§ What is asked
Reproduce the passage of the testimony excerpt from "Q. And what" up to and including "was not enough.".

§ Document text
┄┄┄┄┄┄
On cross-examination, witness testified that when plaintiff came to him in November he stripped him and went over his back, and the plaintiff told him the pains were in the same place that he previously told him they were in October.

"Q. Now, doctor, you relied more on his physical actions and his complaints than you did upon your own physical examination of him, did you not? A. Relied more on his actions and what else?

Q. And what he said to you. A. And what he said; yes. When you believe a man is truthful, and he comes to consult a physician, why you have got to accept his story; but, of course, that was not enough.

Q. Under certain circumstances I agree with you. A. Then I say, in addition to that, there was his general appearance that showed a lower tone, no paralysis, he had a--except you might say in, I think it was his left leg, he did not have the same control over it, and had a certan amount of pain in that. That was the result of the first examination. His eyesight--and, by the way, that blurring you see--this concussion does not affect the eyes at once; it often comes on later. However, that was still there; things looked blurred to him. The point of that was that he had never noticed that before. I tried to give him a thorough examination to satisfy myself."
┄┄┄┄┄┄
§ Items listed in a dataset
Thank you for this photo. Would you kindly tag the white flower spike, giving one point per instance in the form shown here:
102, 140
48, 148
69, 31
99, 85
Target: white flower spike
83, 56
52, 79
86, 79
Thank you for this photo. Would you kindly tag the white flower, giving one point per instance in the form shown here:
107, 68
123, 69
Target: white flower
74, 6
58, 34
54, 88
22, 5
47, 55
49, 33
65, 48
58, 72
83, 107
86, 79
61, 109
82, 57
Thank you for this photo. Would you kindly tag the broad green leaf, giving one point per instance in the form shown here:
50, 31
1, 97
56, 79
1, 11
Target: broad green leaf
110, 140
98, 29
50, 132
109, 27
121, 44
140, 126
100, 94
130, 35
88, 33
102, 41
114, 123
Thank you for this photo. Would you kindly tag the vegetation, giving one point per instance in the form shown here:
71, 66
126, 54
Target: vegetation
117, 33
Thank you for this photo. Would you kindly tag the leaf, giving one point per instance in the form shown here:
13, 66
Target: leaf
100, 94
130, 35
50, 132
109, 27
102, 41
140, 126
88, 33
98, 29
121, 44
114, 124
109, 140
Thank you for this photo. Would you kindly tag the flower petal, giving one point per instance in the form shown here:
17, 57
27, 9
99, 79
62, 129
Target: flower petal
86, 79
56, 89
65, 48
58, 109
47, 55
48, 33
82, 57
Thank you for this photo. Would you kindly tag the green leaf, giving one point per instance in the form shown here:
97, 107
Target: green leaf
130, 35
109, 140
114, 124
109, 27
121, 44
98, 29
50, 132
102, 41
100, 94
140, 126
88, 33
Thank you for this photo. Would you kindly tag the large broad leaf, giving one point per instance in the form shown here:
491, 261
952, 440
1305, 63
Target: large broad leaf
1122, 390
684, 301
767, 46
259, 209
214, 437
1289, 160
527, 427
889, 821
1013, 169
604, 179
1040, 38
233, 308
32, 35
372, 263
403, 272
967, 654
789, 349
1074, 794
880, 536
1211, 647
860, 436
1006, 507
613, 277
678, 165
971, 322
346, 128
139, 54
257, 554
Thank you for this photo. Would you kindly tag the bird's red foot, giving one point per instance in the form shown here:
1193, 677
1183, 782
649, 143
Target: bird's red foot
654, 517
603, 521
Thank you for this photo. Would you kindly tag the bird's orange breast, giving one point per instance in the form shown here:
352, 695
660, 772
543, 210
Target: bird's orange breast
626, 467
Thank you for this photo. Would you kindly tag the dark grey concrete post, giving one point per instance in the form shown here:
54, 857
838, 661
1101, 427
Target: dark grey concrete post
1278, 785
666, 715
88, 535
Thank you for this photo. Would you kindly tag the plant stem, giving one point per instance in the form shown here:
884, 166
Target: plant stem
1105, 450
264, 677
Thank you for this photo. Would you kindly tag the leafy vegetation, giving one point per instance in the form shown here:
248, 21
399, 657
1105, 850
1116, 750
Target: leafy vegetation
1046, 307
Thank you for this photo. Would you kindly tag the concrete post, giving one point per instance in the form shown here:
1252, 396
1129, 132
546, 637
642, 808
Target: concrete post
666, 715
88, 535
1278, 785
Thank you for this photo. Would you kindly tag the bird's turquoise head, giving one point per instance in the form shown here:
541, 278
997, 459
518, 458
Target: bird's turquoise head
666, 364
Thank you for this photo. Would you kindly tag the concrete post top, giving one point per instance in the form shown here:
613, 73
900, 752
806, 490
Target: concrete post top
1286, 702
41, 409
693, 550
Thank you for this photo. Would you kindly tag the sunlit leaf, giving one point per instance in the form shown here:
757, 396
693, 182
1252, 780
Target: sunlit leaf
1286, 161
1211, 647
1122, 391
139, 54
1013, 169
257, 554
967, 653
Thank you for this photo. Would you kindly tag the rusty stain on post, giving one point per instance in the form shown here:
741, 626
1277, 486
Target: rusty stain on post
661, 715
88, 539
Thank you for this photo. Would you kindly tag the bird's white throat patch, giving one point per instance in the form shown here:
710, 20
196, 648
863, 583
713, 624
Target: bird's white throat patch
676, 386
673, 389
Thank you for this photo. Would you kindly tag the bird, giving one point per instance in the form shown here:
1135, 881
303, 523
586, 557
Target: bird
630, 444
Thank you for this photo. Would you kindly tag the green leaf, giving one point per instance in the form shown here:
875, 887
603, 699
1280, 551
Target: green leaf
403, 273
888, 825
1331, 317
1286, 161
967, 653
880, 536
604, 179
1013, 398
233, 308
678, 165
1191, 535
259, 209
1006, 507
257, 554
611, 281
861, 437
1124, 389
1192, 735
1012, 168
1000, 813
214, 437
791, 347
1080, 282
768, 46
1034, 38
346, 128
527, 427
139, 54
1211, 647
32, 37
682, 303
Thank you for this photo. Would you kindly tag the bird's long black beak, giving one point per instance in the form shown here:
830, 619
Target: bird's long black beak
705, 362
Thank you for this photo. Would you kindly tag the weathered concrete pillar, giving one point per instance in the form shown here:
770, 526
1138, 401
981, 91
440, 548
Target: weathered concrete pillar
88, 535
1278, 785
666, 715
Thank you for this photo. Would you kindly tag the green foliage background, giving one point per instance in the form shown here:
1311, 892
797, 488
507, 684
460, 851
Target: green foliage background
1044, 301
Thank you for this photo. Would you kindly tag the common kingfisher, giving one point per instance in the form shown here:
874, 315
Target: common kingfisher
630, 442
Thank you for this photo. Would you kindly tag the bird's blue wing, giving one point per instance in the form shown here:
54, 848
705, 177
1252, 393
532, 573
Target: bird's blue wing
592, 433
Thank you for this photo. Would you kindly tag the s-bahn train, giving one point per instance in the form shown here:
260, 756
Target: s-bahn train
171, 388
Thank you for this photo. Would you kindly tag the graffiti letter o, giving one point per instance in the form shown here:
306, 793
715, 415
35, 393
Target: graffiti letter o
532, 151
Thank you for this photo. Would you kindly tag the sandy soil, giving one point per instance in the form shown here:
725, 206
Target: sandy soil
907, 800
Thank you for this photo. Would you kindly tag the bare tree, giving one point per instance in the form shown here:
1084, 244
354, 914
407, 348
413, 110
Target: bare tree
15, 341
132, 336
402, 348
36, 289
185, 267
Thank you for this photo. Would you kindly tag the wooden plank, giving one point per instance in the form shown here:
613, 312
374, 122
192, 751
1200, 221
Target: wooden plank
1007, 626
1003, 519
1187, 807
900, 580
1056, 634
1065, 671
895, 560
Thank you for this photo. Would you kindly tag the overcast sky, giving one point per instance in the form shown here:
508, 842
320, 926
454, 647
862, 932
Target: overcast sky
┄┄┄┄┄┄
§ Task result
Q. And what he said to you. A. And what he said; yes. When you believe a man is truthful, and he comes to consult a physician, why you have got to accept his story; but, of course, that was not enough.